• SHORT TASK: Rewrite these lines, changing "Target" to "Object" everywhere it occurs and leaving everything else the same.

--- Start of LISTED ENTRIES ---

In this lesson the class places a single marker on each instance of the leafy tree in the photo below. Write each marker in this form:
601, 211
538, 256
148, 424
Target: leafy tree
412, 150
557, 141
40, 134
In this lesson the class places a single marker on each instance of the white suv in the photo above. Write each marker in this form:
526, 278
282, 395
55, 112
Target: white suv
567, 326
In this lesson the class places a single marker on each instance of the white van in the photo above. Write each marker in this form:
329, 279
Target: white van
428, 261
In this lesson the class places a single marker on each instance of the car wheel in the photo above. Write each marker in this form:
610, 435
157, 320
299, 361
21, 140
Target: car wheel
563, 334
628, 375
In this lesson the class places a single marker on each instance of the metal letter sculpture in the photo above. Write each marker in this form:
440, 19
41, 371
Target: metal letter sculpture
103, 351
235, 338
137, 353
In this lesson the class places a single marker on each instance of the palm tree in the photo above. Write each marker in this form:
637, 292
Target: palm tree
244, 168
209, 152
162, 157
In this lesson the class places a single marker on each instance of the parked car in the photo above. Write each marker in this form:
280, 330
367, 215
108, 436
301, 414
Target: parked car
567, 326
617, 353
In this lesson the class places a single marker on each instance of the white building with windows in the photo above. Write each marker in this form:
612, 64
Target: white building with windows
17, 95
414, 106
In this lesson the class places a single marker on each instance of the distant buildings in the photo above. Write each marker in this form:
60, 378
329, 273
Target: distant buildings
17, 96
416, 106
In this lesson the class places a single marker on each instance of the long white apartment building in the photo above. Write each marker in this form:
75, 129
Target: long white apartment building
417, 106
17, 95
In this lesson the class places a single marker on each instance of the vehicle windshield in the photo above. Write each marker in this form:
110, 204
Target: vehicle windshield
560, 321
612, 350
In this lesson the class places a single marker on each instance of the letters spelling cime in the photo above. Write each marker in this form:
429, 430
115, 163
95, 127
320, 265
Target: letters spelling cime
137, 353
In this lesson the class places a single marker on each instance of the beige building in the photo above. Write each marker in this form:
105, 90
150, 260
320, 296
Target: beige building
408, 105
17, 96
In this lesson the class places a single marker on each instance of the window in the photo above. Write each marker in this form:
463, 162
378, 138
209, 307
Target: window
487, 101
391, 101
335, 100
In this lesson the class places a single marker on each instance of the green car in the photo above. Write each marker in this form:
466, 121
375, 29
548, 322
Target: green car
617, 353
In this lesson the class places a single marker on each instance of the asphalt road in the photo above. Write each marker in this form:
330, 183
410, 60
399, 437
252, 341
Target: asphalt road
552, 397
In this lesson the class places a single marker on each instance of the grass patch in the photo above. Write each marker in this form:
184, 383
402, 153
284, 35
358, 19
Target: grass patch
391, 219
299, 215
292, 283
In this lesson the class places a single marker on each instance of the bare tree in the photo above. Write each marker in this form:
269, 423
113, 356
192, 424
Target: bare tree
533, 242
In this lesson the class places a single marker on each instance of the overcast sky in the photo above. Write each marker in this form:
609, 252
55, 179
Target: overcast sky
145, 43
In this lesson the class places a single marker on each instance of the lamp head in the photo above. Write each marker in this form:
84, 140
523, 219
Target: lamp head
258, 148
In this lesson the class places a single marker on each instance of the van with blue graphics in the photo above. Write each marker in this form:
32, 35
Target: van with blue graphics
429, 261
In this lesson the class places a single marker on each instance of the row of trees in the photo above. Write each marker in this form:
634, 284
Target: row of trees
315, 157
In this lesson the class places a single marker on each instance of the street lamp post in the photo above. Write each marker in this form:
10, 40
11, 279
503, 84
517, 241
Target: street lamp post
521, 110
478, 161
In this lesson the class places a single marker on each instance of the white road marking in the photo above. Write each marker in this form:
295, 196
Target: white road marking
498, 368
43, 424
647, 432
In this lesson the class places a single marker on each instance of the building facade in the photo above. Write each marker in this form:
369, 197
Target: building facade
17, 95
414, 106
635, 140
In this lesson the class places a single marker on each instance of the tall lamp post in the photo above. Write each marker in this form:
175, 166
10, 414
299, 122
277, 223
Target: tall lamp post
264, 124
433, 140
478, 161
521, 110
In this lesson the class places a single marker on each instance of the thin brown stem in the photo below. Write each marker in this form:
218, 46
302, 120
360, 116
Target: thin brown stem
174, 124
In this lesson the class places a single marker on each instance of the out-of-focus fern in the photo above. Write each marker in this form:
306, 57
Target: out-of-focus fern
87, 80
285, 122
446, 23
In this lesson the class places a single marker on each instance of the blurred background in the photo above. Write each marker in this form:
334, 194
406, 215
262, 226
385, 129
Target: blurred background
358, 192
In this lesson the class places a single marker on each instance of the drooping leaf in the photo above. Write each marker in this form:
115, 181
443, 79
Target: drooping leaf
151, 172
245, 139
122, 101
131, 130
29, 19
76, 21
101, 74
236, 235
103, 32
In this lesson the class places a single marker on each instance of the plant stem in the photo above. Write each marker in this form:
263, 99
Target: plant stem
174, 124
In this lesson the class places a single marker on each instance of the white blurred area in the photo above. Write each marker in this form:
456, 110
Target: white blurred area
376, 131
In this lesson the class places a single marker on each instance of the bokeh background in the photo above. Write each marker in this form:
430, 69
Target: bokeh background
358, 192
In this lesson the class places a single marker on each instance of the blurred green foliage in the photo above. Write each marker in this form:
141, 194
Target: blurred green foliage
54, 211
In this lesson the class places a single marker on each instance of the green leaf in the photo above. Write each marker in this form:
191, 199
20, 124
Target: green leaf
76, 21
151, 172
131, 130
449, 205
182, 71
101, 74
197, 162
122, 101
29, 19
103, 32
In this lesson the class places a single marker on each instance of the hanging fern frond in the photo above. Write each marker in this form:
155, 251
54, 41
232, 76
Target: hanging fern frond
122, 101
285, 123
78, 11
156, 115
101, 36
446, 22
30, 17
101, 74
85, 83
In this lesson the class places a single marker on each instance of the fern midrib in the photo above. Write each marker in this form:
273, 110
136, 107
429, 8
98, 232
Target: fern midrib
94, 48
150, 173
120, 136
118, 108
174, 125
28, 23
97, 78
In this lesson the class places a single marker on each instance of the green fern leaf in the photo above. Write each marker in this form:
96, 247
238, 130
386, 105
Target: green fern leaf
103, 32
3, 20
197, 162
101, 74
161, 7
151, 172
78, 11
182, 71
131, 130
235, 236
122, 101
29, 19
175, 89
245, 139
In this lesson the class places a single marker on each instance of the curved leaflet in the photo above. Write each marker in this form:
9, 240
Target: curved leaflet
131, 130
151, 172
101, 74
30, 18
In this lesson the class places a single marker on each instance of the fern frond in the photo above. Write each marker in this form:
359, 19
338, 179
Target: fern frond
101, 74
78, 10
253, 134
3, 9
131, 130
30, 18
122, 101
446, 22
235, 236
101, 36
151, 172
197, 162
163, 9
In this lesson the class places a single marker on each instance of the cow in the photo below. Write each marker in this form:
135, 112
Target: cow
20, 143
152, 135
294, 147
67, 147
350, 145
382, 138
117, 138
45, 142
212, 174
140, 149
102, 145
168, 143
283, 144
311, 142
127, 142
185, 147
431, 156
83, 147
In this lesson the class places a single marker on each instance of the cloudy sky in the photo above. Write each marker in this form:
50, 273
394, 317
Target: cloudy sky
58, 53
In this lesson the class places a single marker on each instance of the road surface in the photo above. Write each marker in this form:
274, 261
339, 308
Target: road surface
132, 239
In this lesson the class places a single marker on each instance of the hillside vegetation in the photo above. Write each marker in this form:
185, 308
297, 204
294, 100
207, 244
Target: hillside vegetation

--- End of LISTED ENTRIES ---

• THE COMPLETED TASK:
In this lesson the class places a single marker on each instance of the leafy tree in the photo below. Write each marker in this form:
601, 211
538, 256
148, 424
Object: leafy tree
412, 150
557, 141
40, 134
In this lesson the class places a single marker on each instance of the white suv in the photo above. Write each marker in this form:
526, 278
282, 395
55, 112
Object: white suv
567, 326
In this lesson the class places a single marker on each instance of the white van in the photo above. Write each marker in this form:
329, 279
Object: white van
428, 261
In this lesson the class places a single marker on each instance of the car wheel in the photo above. Write each marker in this form:
610, 435
157, 320
299, 361
21, 140
Object: car wheel
563, 334
628, 375
In this lesson the class places a single marker on each instance of the metal letter sculpture in the photo above. Write each marker in this form:
440, 19
41, 371
Object: metal letter sculpture
103, 351
235, 338
137, 353
In this lesson the class places a single marker on each instance of the palm tree in the photo above. Write each marker in this form:
637, 292
Object: palm tree
244, 168
209, 152
162, 157
In this lesson the class places a single marker on each instance of the parked car in the photo above. Write each marker in this form:
280, 330
367, 215
108, 436
301, 414
Object: parked car
567, 326
617, 353
In this lesson the class places a single marker on each instance of the white building with windows in the photo above. Write each marker in this form:
612, 64
Object: white building with windows
17, 95
414, 106
In this lesson the class places a single marker on each instance of the distant buildings in the photo above. Write each marker in this form:
60, 378
329, 273
Object: distant buildings
17, 96
416, 106
In this lesson the class places a single marker on each instance of the long white apartment building in the photo above. Write each marker in this form:
75, 129
Object: long white apartment building
417, 106
17, 95
In this lesson the class places a single marker on each instance of the vehicle windshield in the photo above. Write each marker in this form:
110, 204
Object: vehicle windshield
560, 321
612, 350
In this lesson the class places a single marker on each instance of the letters spelling cime in the photo above. Write each marker in this form:
429, 430
115, 163
95, 127
320, 265
Object: letters spelling cime
137, 353
In this lesson the class places a single marker on each instance of the beige building in the photo above. Write each marker in this form:
105, 90
150, 260
320, 296
Object: beige building
408, 105
17, 96
In this lesson the class places a single marker on each instance of the window in the photo above. Write each marker in this form:
463, 162
378, 138
209, 307
Object: window
487, 101
391, 101
335, 100
In this lesson the class places a single marker on each instance of the green car in the photo above. Write each marker in this form:
466, 121
375, 29
548, 322
Object: green car
617, 353
In this lesson the class places a single marker on each instance of the asphalt road in the photo above. Write each marker in this form:
330, 183
410, 60
399, 437
252, 341
Object: asphalt road
552, 397
In this lesson the class places a single marker on each instance of the grass patch in the photo above. Write each marker in this form:
184, 383
402, 153
284, 35
358, 19
Object: grass patch
391, 219
299, 215
292, 283
In this lesson the class places a single marker on each instance of the bare tree in the photo above. Write each marker in this form:
269, 423
113, 356
192, 424
Object: bare tree
533, 242
In this lesson the class places a single marker on each instance of the overcast sky in the photo above. Write each marker in this form:
609, 252
55, 179
Object: overcast sky
145, 43
In this lesson the class places a single marker on each instance of the lamp head in the photo above. Write each marker in this form:
84, 140
523, 219
Object: lamp head
258, 148
In this lesson the class places a single marker on each instance of the van with blue graphics in the photo above. Write each marker in this form:
32, 35
Object: van with blue graphics
429, 261
In this lesson the class places a single marker on each instance of the row of trees in the photo above. Write each marker in this form:
634, 284
Object: row of trees
315, 157
In this lesson the class places a single marker on each instance of the street lamp post in the photo above. Write each marker in this form:
10, 40
11, 279
503, 84
517, 241
Object: street lamp post
521, 110
478, 161
In this lesson the class places a single marker on each instance of the white road marking in the photo above. Write each marker in this form:
295, 196
Object: white road marking
498, 368
43, 424
647, 432
In this lesson the class places a single marker on each instance of the building facade in the photo above. Write each marker in this form:
369, 197
Object: building facade
17, 95
414, 106
635, 140
In this lesson the class places a single marker on each instance of the tall lamp post in the photo above. Write each marker in this form:
175, 166
10, 414
299, 122
277, 223
Object: tall lamp post
264, 124
433, 140
478, 161
521, 110
In this lesson the class places a single marker on each instance of the thin brown stem in the photo below. Write each marker in this form:
218, 46
302, 120
360, 116
Object: thin brown stem
174, 124
In this lesson the class places a single marker on each instance of the out-of-focus fern in the photo above. Write each marker in this form:
306, 57
Object: out-of-focus fern
87, 80
285, 122
446, 23
In this lesson the class places a single marker on each instance of the blurred background in the photo above. Write each marker in this form:
334, 194
406, 215
262, 226
385, 129
Object: blurred background
358, 192
In this lesson the class places a single marker on each instance of the drooping leaf in the photo above. Write each marker in this form:
115, 181
443, 79
Object: drooping leaf
151, 172
245, 139
122, 101
131, 130
29, 19
76, 21
101, 74
236, 235
103, 32
In this lesson the class places a single marker on each instance of the plant stem in the photo above. Write each marker in this form:
263, 99
Object: plant stem
174, 124
In this lesson the class places a single marker on each instance of the white blurred area in the photo above. Write each marker in this form:
456, 110
Object: white blurred area
376, 131
In this lesson the class places a single marker on each instance of the bokeh background in the photo above. Write each marker in this form:
430, 69
Object: bokeh background
358, 192
In this lesson the class places a single marker on each instance of the blurred green foliage in the photo above. Write each marker in this form:
141, 194
Object: blurred green foliage
54, 211
In this lesson the class places a single marker on each instance of the green leaf in the photo above. Write each marker in this form:
191, 199
20, 124
Object: green leaf
76, 21
151, 172
131, 130
449, 205
182, 71
101, 74
197, 162
122, 101
29, 19
103, 32
In this lesson the class places a single marker on each instance of the hanging fern frond in the photo above. Write each marker in this form:
155, 251
54, 41
232, 76
Object: hanging fern frond
122, 101
285, 123
78, 11
156, 115
101, 36
446, 22
30, 17
101, 74
85, 83
In this lesson the class places a single marker on each instance of the fern midrib in the photo above. Write each marker in this form:
273, 110
136, 107
429, 8
98, 232
Object: fern midrib
94, 48
150, 173
120, 136
118, 108
174, 125
28, 23
97, 78
In this lesson the class places a single marker on each instance of the green fern leaf in the photo above. Write each marker in this form:
96, 247
238, 130
386, 105
Object: green fern leaf
103, 32
3, 20
197, 162
101, 74
161, 7
151, 172
78, 11
182, 71
131, 130
235, 236
122, 101
29, 19
175, 89
245, 139
In this lesson the class places a single marker on each instance of the curved leaflet in the photo above. Write each marker in this form:
9, 240
Object: curved leaflet
131, 130
151, 172
101, 74
30, 18
In this lesson the class places a single marker on each instance of the fern frond in the photo above. Write each marker in this form:
359, 19
338, 179
Object: fern frond
101, 74
78, 10
253, 134
3, 9
131, 130
30, 18
122, 101
446, 22
235, 236
101, 36
151, 172
197, 162
163, 9
In this lesson the class places a single marker on each instance of the cow in the photo below. Write each marker in this form:
135, 112
Object: cow
20, 143
152, 135
294, 147
67, 147
350, 145
382, 138
117, 138
45, 142
212, 174
140, 149
102, 145
168, 143
283, 144
311, 142
127, 142
185, 147
431, 156
83, 147
In this lesson the class places a single marker on each instance of the cloudy sky in the photo above. Write each marker in this form:
50, 273
394, 317
Object: cloudy sky
58, 53
In this lesson the class places a single marker on each instance of the road surface in the photo above. Write each marker in this form:
274, 261
339, 308
Object: road surface
132, 239
In this lesson the class places a single marker on each instance of the hillside vegetation in the photo above. Write each marker in this form:
185, 308
297, 204
294, 100
207, 244
Object: hillside vegetation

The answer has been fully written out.